● **RECORDS PROVIDED**:
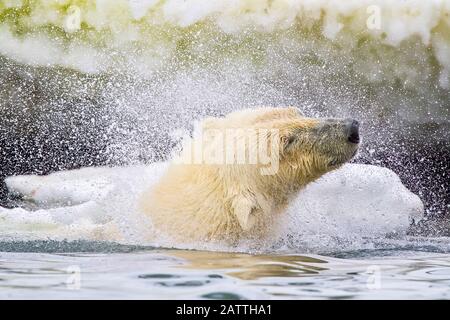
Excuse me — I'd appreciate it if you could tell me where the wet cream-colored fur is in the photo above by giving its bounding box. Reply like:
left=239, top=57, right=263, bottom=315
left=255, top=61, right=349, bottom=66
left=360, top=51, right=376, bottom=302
left=141, top=108, right=351, bottom=242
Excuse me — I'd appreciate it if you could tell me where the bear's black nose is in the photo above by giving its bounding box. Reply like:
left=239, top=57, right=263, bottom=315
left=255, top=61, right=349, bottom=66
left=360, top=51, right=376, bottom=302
left=348, top=120, right=359, bottom=143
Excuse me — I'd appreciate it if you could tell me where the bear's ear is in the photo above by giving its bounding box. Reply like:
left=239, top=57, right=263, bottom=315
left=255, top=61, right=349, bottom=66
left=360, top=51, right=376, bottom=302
left=280, top=132, right=298, bottom=153
left=233, top=195, right=257, bottom=231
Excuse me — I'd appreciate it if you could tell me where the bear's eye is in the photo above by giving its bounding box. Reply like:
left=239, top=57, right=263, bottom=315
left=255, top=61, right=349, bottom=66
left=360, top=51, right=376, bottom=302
left=283, top=135, right=297, bottom=150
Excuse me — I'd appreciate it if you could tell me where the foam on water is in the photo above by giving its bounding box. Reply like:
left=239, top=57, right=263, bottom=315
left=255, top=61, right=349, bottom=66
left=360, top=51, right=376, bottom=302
left=0, top=163, right=424, bottom=251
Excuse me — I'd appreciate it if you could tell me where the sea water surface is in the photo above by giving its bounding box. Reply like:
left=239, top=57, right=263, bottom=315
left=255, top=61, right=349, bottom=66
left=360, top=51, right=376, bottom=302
left=0, top=239, right=450, bottom=299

● **DESCRIPTION OF THE TASK**: Copy out all the records above again, requests included, but leave out the pictures. Shift every bounding box coordinate in the answers by -96, and keep the numbers in the requests and their sample replies as they are.

● **EXPECTED ANSWER**:
Excuse me — I'd appreciate it if you could tell me where the wet cream-colored fur is in the photo above by giving its bounding box. Reply like:
left=239, top=57, right=263, bottom=315
left=255, top=61, right=349, bottom=66
left=360, top=51, right=376, bottom=302
left=45, top=12, right=255, bottom=146
Excuse me — I'd appreciate it if you could tell me where the bear's black nose is in the photo above by giving its bounding box. Reply like:
left=239, top=57, right=263, bottom=315
left=255, top=61, right=349, bottom=66
left=360, top=51, right=376, bottom=302
left=252, top=24, right=263, bottom=47
Excuse me — I'd appreciate it if you could tell me where the bear's ear is in the photo above by giving its bounding box. Reply like:
left=239, top=57, right=263, bottom=315
left=255, top=61, right=349, bottom=66
left=360, top=51, right=376, bottom=302
left=184, top=36, right=202, bottom=57
left=137, top=99, right=161, bottom=135
Excuse me — I'd appreciate it if you could tell me where the bear's eye is in the photo above by giving its bounding box. Reply like:
left=239, top=57, right=263, bottom=315
left=255, top=61, right=349, bottom=66
left=360, top=51, right=376, bottom=302
left=187, top=39, right=201, bottom=54
Excuse me — I'd appreciate it if you could tell me where the foam on water is in the photo above by giving its bounding box. Reply like:
left=239, top=57, right=263, bottom=315
left=255, top=61, right=349, bottom=66
left=360, top=51, right=376, bottom=302
left=-96, top=67, right=328, bottom=155
Excuse me — I'd appreciate it if you could tell me where the sea water surface is in the photo above by giving its bounding box. Reply like:
left=239, top=57, right=263, bottom=315
left=255, top=61, right=349, bottom=66
left=360, top=51, right=376, bottom=302
left=-96, top=143, right=354, bottom=203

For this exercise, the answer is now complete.